▶ **Work request**
When you answer, copy every line of the listing below exactly.

○ ○ ○ ○ ○ ○ ○

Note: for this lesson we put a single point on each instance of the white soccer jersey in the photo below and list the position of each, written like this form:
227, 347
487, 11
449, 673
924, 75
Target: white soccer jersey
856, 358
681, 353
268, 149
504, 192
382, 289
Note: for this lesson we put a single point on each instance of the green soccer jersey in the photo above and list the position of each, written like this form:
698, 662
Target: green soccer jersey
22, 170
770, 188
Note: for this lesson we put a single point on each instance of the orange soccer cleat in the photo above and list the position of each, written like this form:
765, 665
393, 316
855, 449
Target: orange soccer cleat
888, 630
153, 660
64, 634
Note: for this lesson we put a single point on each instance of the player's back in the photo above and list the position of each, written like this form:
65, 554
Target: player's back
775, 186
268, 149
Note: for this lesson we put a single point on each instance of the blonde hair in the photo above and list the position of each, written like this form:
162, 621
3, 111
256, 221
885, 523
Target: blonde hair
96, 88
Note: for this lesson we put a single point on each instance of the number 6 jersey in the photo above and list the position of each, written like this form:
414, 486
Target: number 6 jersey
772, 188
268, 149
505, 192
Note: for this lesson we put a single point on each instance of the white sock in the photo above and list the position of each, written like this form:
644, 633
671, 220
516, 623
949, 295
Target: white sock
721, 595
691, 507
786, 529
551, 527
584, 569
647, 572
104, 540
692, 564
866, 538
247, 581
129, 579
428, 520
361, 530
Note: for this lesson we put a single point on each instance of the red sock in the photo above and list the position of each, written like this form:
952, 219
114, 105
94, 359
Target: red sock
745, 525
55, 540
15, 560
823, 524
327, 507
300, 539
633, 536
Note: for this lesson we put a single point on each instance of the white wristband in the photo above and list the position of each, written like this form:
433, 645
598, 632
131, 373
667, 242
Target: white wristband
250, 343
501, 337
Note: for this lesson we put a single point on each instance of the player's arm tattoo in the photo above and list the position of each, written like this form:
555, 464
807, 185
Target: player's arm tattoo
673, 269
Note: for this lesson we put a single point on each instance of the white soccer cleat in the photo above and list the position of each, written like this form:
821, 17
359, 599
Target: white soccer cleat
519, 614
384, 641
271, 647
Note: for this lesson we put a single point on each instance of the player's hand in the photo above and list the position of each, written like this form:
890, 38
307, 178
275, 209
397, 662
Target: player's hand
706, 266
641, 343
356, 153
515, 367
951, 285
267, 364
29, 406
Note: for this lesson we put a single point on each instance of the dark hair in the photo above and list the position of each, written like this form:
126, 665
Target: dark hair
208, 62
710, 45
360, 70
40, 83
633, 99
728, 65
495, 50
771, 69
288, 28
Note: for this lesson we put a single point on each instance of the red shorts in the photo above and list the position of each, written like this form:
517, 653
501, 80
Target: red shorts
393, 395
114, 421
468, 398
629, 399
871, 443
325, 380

○ ○ ○ ○ ○ ○ ○

▶ **Result of the exercise**
Note: for this lesson we put a single point on each instance of the white soccer jersey in the photo below and list the position of each, written like this form:
227, 347
487, 11
449, 673
924, 75
Target: white soccer jersey
856, 358
681, 353
268, 149
504, 192
382, 289
Note: for this lesson we put a single point on each instance of the green soccer jersey in the photo above and list the position of each, written like this form:
698, 662
Target: green soccer jersey
22, 170
770, 188
Note: for this lesson we put a single point on each instance of the orange soccer cleat in the photo above and list the position of each, written like this form:
765, 665
393, 316
855, 449
Target: orange soccer cleat
888, 630
153, 660
64, 634
Note: for this lesson we put a single point on each instance of the player's back in the photo above and list the position of each, written like this form:
65, 554
Target: player's back
775, 186
268, 149
Note: for this lesson we put a single point on each instance of the blonde hair in the photo above and list the position of each, written like this form:
162, 621
3, 111
256, 221
885, 523
Target: blonde hair
96, 88
Note: for this lesson we put a single point on each instance of the number 6 jersey in the photo above and list the position of each, written like this form:
414, 486
Target: number 6 jersey
772, 188
268, 149
505, 192
Note: for this lesson we put a single point on each instance of the white sock in the photo above and list the position of each, written like this form:
644, 633
671, 220
516, 623
949, 295
Target: white sock
721, 595
691, 507
786, 529
551, 527
584, 569
647, 572
104, 540
692, 564
866, 538
247, 581
129, 579
428, 520
361, 530
Note: for this lesson we put a single point on each instance of the red sock in the photo above and list the position of each, written like this form:
952, 219
114, 105
94, 359
Target: red sock
745, 525
55, 540
15, 560
823, 524
327, 507
300, 539
633, 536
Note: for this lesson we put a single point on each instance of the white wristband in the photo above and list the position of each, written like this form:
433, 645
598, 632
131, 373
667, 242
Target: white wristband
250, 343
501, 337
Note: for this lesson we put a single point on each instance of the player's arm tattoo in the photo above and list the position of each, written like this form:
555, 464
807, 185
Target: player's arm tattoo
673, 269
Note: for this lesson we put a single point on each instance of the white soccer cleat in the photo above and list the position of each, written like this form:
821, 17
359, 599
Target: white soccer cleat
519, 614
384, 641
271, 647
Note: for this lesson we put a single point on each instance of the player's hand in the photo above and list the position of each, written like this form:
890, 38
307, 178
275, 209
397, 662
Target: player's hand
706, 266
641, 343
356, 153
515, 367
951, 285
267, 364
29, 406
Note: for this lesson we put a single point on each instance of the dark hair in the photo above and list the position of each, written like this form:
126, 665
Target: dark hair
208, 62
710, 45
360, 70
40, 83
633, 99
728, 65
495, 50
771, 69
288, 28
Note: for this lesson we put a single point on each instance of the red shorts in the photo above and list the position of each, written like this form:
517, 653
501, 80
Target: red shorts
393, 395
114, 421
468, 398
629, 399
871, 443
325, 380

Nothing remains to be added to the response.